What you need to do
Repeat all of the material below exactly as written, images excluded.

* start Material *

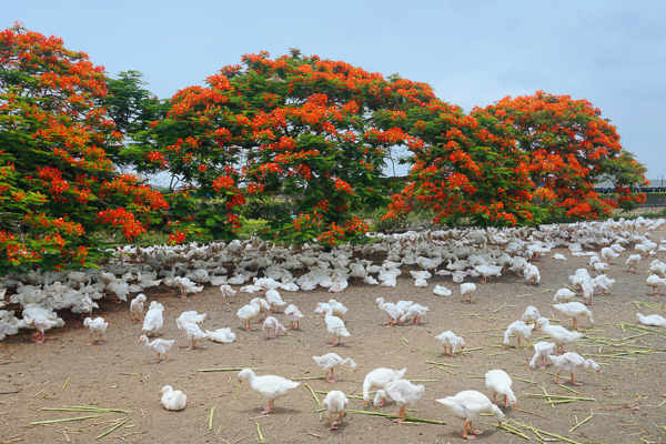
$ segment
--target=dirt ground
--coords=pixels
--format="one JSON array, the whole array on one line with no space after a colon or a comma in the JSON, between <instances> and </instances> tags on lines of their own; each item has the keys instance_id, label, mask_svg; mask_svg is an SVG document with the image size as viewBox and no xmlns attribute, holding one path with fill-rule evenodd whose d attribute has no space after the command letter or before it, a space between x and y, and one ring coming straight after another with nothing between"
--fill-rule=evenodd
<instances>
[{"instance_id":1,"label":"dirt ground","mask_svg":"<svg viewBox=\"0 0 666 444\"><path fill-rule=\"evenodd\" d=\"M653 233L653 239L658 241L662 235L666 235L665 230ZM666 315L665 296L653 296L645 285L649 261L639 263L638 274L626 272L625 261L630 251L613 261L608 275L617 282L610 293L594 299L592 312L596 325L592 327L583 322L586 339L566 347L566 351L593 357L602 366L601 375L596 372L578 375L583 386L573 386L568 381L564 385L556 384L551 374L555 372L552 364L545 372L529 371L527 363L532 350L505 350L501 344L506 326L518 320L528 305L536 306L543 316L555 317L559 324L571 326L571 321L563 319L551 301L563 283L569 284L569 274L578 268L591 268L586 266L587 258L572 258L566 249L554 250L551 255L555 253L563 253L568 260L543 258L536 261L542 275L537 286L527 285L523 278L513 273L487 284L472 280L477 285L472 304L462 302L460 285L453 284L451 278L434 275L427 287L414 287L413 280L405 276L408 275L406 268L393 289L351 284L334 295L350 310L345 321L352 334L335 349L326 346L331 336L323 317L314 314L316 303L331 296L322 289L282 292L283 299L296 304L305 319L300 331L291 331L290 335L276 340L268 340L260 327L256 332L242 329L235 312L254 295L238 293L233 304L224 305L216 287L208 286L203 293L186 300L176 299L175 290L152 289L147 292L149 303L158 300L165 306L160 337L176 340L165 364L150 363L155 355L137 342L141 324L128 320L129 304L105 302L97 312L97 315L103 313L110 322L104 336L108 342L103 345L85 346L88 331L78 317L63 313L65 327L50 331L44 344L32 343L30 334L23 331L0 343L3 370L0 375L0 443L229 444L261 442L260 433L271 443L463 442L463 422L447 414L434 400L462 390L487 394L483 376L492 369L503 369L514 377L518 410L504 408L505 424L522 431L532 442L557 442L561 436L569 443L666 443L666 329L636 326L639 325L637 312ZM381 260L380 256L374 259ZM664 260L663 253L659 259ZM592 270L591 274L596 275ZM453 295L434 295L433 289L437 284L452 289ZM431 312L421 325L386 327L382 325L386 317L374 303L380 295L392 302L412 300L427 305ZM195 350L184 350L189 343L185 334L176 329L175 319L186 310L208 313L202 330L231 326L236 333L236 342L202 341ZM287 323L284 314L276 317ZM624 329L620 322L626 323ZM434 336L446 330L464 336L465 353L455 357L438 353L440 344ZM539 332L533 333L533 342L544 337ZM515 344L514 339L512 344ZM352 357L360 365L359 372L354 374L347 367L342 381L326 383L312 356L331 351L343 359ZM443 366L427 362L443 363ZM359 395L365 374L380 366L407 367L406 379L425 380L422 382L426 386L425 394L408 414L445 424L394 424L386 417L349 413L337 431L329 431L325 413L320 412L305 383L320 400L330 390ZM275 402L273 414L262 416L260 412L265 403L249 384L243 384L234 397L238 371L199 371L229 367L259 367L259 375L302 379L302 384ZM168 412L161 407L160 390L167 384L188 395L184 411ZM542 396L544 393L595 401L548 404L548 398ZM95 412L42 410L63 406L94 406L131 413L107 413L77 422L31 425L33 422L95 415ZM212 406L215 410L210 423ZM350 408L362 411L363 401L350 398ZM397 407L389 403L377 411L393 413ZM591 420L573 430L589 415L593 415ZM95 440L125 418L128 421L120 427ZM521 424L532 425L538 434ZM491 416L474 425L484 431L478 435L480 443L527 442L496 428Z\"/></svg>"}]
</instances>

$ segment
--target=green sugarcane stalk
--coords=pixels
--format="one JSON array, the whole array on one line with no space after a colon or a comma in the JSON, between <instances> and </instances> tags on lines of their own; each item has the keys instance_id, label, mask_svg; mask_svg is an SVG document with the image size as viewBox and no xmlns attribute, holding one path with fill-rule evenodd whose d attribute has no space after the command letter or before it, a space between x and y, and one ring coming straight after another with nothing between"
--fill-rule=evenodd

* end Material *

Exercise result
$ segment
--target=dirt ground
--coords=pixels
--format="one JSON array, the whole array on one line with no space after a colon or a comma in the JSON, between <instances> and </instances> tags on lines of their own; each item has the keys instance_id, label, mask_svg; mask_svg is an SVG document with the image size as viewBox and no xmlns attribute, holding one path with fill-rule evenodd whose d attribute has no space after the command letter or before it, a space between x and y, and one ring coming straight after another with nothing between"
--fill-rule=evenodd
<instances>
[{"instance_id":1,"label":"dirt ground","mask_svg":"<svg viewBox=\"0 0 666 444\"><path fill-rule=\"evenodd\" d=\"M653 233L653 239L658 241L662 235L666 235L665 230ZM666 315L665 296L653 296L645 285L649 261L639 263L638 274L626 272L625 261L630 251L613 261L608 275L617 282L610 293L594 299L592 312L596 325L592 327L583 322L586 339L566 347L566 351L593 357L602 366L601 375L596 372L578 375L583 386L573 386L568 381L564 385L556 384L551 374L555 372L552 364L545 372L529 371L527 363L532 350L505 350L501 344L506 326L518 320L528 305L536 306L543 316L555 317L559 324L571 326L571 321L563 319L551 301L563 283L569 284L569 274L578 268L591 268L586 266L587 258L572 258L566 249L554 250L551 255L555 253L563 253L568 260L543 258L536 261L542 275L537 286L527 285L523 278L513 273L487 284L472 280L477 285L472 304L462 302L460 285L453 284L451 278L434 275L427 287L414 287L413 280L405 276L408 275L406 268L393 289L351 284L334 295L350 310L345 321L352 334L335 349L326 346L331 336L323 317L314 314L316 303L331 296L322 289L282 292L283 299L296 304L305 319L300 331L291 331L290 335L276 340L268 340L260 327L256 332L242 329L235 312L254 295L238 293L233 304L224 305L216 287L208 286L203 293L186 300L176 299L175 290L152 289L147 292L149 303L158 300L165 306L160 337L176 340L165 364L150 363L155 355L137 342L141 324L128 320L129 304L105 302L97 312L97 315L103 313L110 322L104 336L108 342L103 345L85 346L88 331L78 317L63 313L65 327L50 331L44 344L32 343L30 334L23 331L0 343L3 370L0 375L0 443L229 444L261 442L260 433L271 443L463 442L463 422L447 414L434 400L462 390L487 394L483 376L492 369L503 369L514 377L518 410L504 408L505 424L522 431L532 442L557 442L561 436L569 443L666 443L666 329L636 326L639 325L637 312ZM381 260L380 256L374 259ZM664 260L663 253L659 259ZM592 270L591 274L596 275ZM453 295L434 295L433 289L437 284L452 289ZM431 312L421 325L386 327L382 325L386 317L374 303L380 295L392 302L412 300L427 305ZM195 350L184 350L189 343L185 334L176 329L175 319L186 310L208 313L202 330L231 326L236 333L236 342L202 341ZM287 323L284 314L276 317ZM624 329L620 322L626 323ZM434 336L446 330L464 336L465 353L455 357L438 353L440 344ZM539 332L533 333L533 342L544 337ZM515 344L514 339L512 344ZM352 357L360 365L359 372L354 374L347 367L342 381L326 383L312 356L331 351L343 359ZM443 366L427 362L443 363ZM359 395L365 374L380 366L407 367L406 379L425 380L422 382L426 386L425 394L408 414L445 424L394 424L386 417L349 413L337 431L329 431L325 413L320 412L305 383L320 400L330 390ZM275 402L273 414L262 416L260 412L265 403L249 384L243 384L234 397L238 371L199 371L229 367L259 367L259 375L302 379L302 384ZM168 412L161 407L160 390L167 384L188 395L184 411ZM542 396L544 393L595 401L548 404L548 398ZM95 412L42 410L63 406L94 406L131 413L107 413L77 422L31 425L33 422L95 415ZM212 406L215 410L210 423ZM350 408L362 411L363 401L350 398ZM397 407L389 403L377 411L393 413ZM591 420L573 430L589 415L593 415ZM95 440L125 418L128 421L120 427ZM521 424L532 425L538 434ZM491 416L474 425L484 431L478 435L480 443L527 442L496 428Z\"/></svg>"}]
</instances>

$ segment
--target=green sugarcane stalk
--coords=pixels
--format="one JSON array, the whole array on one line with no space after a colon or a comma in the JSON, between <instances> and </instances> tags on lines of their own; each item has the keys instance_id, label, mask_svg; mask_svg is an SVG document with the image size as viewBox and no xmlns attribute, holding one path with fill-rule evenodd whose d attribute has no space after the command letter or before it, a space between x and y, and one ring coming straight after another with nothing between"
--fill-rule=evenodd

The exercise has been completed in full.